Copy out everything from the row containing "the dry twig." down to the row containing "x=400, y=563", putting "fuzzy stem" in place of "hairy stem" and changing nothing else.

────────

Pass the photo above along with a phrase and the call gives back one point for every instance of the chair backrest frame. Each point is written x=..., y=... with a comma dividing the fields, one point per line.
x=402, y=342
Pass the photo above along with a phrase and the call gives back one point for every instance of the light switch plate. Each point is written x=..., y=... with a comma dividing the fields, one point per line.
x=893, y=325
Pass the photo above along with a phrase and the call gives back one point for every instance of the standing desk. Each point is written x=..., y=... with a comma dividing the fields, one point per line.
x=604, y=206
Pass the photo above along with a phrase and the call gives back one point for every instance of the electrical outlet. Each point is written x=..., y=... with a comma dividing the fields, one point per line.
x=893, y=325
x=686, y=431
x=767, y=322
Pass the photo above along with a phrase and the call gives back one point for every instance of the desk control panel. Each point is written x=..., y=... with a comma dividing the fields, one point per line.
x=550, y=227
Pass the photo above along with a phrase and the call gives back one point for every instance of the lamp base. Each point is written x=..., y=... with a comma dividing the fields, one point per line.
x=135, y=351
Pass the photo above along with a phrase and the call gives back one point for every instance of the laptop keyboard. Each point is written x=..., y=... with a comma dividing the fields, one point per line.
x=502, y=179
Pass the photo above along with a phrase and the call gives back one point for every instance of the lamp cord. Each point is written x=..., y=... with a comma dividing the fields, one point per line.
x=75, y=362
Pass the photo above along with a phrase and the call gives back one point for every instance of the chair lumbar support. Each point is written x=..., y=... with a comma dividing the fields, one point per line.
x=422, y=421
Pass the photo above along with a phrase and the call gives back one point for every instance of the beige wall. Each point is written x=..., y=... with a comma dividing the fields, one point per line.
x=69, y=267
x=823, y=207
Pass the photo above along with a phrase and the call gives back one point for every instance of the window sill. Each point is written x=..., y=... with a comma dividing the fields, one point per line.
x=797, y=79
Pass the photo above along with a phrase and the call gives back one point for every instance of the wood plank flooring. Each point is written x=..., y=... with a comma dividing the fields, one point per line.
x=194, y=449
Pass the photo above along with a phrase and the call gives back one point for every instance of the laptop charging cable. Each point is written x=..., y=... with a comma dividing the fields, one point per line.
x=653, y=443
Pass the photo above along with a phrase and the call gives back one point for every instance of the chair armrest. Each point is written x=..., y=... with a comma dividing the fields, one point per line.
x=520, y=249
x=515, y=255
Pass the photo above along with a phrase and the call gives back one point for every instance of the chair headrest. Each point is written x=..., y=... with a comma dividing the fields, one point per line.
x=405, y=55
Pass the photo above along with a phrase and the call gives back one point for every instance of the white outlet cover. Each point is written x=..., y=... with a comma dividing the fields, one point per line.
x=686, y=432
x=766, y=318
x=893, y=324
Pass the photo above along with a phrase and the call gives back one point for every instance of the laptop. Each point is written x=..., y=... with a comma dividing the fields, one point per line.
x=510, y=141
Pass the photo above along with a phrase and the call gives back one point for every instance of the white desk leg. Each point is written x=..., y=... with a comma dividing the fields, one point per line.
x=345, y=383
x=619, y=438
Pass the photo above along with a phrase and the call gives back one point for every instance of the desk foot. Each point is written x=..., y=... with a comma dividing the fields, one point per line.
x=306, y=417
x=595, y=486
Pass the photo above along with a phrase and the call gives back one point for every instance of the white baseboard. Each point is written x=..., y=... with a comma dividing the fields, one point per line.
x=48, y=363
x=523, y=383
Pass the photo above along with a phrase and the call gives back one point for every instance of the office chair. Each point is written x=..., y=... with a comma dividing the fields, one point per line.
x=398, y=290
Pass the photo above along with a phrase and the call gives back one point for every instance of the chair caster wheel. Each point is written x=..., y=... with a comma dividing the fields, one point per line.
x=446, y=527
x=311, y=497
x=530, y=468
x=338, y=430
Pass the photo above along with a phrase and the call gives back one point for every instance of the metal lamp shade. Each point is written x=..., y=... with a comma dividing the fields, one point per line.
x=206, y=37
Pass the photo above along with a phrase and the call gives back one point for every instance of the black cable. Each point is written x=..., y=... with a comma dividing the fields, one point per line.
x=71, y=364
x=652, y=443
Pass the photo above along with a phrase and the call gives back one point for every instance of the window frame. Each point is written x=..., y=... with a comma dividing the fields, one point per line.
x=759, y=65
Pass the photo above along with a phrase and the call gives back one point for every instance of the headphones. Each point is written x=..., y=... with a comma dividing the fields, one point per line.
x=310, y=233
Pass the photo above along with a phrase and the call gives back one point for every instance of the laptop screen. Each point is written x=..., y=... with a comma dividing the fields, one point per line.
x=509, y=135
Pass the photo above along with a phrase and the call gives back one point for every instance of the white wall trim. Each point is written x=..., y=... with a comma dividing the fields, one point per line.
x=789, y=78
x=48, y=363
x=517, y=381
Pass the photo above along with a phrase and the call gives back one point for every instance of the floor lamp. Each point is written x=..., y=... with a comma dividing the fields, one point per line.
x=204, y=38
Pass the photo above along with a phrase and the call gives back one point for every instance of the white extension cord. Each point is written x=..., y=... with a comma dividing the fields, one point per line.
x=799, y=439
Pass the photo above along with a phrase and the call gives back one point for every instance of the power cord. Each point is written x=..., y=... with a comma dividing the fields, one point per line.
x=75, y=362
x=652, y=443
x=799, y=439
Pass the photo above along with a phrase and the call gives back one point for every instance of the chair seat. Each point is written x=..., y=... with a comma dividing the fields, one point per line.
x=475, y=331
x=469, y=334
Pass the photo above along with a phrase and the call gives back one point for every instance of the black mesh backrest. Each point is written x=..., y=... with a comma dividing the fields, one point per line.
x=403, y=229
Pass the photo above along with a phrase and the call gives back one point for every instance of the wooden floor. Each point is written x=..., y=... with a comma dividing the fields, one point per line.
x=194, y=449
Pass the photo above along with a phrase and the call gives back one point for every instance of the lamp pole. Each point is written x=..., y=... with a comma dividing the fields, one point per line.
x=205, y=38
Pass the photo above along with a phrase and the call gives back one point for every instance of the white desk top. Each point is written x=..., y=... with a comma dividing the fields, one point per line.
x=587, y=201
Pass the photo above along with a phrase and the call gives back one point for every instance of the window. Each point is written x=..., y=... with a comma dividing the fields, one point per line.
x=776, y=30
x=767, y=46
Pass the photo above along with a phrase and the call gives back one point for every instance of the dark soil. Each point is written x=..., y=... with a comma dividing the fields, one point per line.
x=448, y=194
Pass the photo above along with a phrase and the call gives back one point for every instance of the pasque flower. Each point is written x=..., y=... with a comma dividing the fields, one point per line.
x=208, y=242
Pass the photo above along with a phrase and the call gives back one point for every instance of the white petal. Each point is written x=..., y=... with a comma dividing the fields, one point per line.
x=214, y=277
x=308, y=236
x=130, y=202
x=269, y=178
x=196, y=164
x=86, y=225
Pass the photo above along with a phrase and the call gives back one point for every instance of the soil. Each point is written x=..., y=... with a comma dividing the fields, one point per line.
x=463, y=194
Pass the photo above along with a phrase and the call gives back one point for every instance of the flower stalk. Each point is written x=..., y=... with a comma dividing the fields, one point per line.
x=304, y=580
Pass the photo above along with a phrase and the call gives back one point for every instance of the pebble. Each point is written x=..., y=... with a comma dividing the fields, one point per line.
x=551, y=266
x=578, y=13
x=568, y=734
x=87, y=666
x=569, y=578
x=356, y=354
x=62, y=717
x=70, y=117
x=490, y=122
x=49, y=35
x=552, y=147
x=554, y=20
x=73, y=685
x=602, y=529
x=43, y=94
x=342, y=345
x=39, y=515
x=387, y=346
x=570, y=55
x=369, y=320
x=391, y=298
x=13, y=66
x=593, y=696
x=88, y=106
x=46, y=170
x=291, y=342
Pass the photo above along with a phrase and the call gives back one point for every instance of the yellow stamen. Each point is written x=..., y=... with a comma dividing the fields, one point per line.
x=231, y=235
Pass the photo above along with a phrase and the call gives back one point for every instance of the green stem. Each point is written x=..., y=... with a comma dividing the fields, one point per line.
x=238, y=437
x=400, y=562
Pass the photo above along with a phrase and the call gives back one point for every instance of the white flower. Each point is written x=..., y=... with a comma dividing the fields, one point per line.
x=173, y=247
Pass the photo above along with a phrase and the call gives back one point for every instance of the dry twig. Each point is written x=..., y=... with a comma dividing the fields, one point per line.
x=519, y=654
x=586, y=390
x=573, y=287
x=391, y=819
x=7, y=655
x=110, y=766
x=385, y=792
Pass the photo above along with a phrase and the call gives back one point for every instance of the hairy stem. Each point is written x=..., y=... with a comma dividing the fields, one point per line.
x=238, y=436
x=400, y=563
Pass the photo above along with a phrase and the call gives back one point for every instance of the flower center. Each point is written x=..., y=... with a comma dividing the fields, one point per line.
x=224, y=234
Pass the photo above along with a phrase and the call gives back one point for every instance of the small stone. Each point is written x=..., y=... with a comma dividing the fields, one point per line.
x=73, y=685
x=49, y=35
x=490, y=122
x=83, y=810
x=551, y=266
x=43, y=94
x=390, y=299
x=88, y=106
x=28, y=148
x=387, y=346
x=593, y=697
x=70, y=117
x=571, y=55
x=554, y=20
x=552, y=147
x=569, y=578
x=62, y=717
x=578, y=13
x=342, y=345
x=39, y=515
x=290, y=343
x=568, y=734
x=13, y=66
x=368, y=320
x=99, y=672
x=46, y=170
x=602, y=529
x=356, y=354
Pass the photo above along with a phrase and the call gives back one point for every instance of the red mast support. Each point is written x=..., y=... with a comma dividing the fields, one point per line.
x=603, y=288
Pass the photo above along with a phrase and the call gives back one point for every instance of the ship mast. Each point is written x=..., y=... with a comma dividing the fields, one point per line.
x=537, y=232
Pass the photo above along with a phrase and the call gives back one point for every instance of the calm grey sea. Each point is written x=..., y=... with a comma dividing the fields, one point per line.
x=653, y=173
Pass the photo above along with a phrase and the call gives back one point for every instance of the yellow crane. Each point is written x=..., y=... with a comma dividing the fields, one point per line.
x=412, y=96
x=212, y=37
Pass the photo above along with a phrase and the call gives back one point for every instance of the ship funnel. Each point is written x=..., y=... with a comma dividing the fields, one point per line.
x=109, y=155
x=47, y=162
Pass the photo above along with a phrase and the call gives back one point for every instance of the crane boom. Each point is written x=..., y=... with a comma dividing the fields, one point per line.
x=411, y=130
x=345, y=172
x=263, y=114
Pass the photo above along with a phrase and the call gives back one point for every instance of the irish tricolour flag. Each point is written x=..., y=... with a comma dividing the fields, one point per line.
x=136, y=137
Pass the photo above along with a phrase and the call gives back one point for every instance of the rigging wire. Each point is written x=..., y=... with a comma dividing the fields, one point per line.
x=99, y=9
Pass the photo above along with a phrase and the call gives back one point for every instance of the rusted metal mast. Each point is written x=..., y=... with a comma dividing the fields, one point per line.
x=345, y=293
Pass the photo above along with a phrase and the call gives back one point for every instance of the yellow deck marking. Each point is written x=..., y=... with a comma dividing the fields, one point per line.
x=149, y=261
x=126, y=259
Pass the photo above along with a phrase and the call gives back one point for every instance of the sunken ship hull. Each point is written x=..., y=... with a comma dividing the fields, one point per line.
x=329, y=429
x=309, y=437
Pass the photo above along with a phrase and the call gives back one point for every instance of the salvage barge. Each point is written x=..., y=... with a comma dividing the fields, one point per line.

────────

▸ **EXERCISE SOLUTION**
Pass the photo above along with a phrase and the call gives back one point for every instance of the dry twig. Each point is written x=..., y=... with a comma dividing the fields, one point per line.
x=519, y=654
x=586, y=390
x=573, y=287
x=391, y=819
x=7, y=655
x=110, y=766
x=385, y=792
Pass the photo above along with a phrase and the call gives back one point for every instance of the fuzzy stem. Each point is written x=..., y=... with a comma dividing the fields, one point per line.
x=238, y=436
x=400, y=563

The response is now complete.